ATP Oil & Gas filed form 25-NSE (DELISTED) on 2012-09-14: EDGAR Filing Documents for 0001354457-12-000197

You need to include that loss in your "comparison portfolio". 1/13 of your picks in 2010 went bankrupt so erase 7.69% of that initial capital.

Silver Wheaton: renamed to Wheaton Precious Metals (NYSE: WPM)

Smart Balance: Renamed Boulder Brands (NASDAQ: BDBD) in 2012, Smart Balance products discountinued in 2013. Boulder acquired by Pinnacle Foods in 2015. Pinnacle Foods became a subsidiary of Conagra Brands in 2018. What happened to the capital you would have invested in Smart Balance in 2010?



Jimmy said:


> You would have dumped it anyway well before that happened.


When exactly would you have dumped it? Down 30%? Down 50%? 80%? 

AKAM was -57.75% in Sep 2011 (compared from Jan 2011). Would you have dumped it then? It's now recovered to +123.15% but in 2011 you wouldn't have known it was going to do that.

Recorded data

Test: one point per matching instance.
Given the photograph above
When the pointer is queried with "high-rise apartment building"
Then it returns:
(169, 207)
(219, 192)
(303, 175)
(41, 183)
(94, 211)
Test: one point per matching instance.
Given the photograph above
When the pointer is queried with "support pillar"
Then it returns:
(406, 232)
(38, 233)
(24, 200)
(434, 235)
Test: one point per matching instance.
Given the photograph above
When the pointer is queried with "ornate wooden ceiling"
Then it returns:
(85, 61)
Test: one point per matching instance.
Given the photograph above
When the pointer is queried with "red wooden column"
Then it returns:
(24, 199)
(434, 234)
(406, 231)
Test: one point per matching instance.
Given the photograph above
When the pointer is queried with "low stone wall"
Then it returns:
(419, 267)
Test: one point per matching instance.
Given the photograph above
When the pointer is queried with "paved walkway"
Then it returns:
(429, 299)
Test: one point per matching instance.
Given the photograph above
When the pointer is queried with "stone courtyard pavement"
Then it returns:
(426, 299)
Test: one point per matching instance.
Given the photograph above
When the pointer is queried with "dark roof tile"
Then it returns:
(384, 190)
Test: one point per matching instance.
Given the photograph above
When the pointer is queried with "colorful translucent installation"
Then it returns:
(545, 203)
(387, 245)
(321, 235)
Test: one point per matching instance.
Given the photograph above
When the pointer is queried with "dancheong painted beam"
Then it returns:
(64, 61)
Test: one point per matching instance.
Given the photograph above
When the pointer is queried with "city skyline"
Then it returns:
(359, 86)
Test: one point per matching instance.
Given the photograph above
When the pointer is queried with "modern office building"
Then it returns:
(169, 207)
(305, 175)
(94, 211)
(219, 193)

> _What is asked_
1. Summarize the discussion of stock picks in two sentences.
2. Write what comes next in the discussion of stock picks, picking up after its final sentence.

> _Results in order_
1. The discussion argues that a comparison portfolio must include the loss from picks that went bankrupt: 1/13 of the 2010 picks did, erasing 7.69% of the initial capital. It also traces the later fates of Silver Wheaton and Smart Balance, and it challenges the claim that a losing stock would have been dumped beforehand by citing AKAM, which fell 57.75% by September 2011 and later recovered to +123.15%.

2.
WPM was -67.97% in Jan 2016, now recovered to +22.06%.

If you're going to try to concoct a hypothetical portfolio, you should clearly specify the rules.
If it's buy-and-hold forever, you need to include the total loss of a bankrupt company. If you specify explicit stop-losses, you also need to account for those losses.

With perfect hindsight knowledge, today anyone can build a hypethetical portfolio that outperforms the "mediocre S&P".



Jimmy said:


> Don't conflate the issue. Their stock picks destroyed the S&P. Other studies have show the same.


It's not conflating. The point is that stock picking is hard and requires explicit rules and/or constant babysitting. Hindsight bias is dangerous when trying to make these comparisons and "prove" that stock picking outperforms passive index investing. If you're going to try to make a point, do so accurately.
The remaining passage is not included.